## WRITTEN EXERCISE
Which lines in the material below contain the string "target"? Pull out each of those lines in full.
* start *
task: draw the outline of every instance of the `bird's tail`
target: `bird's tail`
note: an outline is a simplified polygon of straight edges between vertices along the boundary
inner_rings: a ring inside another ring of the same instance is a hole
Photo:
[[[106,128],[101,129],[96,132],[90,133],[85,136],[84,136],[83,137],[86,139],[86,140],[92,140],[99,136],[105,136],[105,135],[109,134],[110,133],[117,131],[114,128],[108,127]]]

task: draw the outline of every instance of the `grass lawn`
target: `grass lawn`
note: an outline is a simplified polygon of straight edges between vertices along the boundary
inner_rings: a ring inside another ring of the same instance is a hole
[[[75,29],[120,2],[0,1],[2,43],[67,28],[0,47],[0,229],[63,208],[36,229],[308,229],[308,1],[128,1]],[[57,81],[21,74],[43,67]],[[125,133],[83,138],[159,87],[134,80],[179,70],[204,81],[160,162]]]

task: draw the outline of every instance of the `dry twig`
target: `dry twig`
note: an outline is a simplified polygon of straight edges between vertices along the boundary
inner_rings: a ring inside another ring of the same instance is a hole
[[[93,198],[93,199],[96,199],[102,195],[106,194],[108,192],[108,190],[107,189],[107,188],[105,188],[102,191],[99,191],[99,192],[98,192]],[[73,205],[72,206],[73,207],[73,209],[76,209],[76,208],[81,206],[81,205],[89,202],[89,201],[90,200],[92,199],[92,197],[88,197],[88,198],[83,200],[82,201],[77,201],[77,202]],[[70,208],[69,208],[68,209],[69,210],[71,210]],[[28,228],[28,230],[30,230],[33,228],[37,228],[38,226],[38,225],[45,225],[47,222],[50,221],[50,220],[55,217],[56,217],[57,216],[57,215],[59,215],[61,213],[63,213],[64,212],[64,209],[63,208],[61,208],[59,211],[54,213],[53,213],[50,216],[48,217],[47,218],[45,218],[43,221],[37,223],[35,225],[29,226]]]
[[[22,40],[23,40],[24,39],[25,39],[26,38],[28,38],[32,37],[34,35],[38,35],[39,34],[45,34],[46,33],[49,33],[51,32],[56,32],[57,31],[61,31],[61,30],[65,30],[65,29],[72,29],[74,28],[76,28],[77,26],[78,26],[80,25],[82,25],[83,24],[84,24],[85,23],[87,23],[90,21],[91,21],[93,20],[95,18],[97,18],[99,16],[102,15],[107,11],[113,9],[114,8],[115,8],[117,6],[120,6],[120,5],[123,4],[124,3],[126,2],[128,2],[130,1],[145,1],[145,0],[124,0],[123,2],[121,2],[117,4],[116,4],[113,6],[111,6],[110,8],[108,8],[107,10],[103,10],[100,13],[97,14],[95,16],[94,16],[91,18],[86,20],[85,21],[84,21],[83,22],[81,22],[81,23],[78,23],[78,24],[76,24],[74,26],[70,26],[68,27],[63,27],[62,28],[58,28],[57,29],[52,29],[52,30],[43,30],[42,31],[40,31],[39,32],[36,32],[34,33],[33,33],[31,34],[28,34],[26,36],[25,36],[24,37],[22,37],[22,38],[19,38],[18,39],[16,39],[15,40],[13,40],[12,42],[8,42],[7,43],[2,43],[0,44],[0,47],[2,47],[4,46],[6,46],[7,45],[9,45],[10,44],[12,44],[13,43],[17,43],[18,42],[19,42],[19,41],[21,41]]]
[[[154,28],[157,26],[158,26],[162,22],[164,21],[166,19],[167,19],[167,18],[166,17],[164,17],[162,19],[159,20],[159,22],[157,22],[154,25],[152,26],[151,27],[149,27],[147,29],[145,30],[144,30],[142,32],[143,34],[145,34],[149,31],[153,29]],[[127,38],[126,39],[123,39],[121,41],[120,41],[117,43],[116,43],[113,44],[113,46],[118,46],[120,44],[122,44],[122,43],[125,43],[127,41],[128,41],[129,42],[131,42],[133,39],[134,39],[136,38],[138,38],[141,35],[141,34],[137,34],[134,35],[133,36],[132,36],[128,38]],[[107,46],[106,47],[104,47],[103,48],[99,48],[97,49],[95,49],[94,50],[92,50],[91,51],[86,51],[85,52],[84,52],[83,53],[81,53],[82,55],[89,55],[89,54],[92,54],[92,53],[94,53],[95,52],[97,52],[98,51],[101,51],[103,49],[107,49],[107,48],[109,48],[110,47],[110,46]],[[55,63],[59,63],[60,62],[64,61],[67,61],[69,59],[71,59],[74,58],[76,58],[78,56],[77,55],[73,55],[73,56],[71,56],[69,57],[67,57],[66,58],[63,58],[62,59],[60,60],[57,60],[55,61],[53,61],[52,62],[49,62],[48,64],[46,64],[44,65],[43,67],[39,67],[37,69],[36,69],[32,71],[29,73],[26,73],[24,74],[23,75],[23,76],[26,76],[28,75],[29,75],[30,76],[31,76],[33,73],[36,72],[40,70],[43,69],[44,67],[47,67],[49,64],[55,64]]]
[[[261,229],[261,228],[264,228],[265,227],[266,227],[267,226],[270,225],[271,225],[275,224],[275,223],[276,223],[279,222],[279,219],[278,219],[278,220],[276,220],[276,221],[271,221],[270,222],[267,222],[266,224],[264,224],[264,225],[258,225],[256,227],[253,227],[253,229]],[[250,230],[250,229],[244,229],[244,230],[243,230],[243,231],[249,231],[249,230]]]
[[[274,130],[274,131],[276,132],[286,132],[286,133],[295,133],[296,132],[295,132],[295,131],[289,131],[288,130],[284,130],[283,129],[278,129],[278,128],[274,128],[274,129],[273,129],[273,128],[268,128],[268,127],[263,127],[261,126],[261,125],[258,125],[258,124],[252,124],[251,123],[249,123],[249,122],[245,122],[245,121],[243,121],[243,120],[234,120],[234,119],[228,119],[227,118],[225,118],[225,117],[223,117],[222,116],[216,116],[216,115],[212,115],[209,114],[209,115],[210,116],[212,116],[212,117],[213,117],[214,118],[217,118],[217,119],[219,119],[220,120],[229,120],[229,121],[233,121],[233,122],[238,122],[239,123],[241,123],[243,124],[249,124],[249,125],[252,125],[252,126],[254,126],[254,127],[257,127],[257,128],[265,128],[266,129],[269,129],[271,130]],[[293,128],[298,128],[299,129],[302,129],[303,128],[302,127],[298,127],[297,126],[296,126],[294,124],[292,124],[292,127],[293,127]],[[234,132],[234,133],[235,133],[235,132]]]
* end *
## RESPONSE BELOW
target: `bird's tail`
target: `grass lawn`
target: `dry twig`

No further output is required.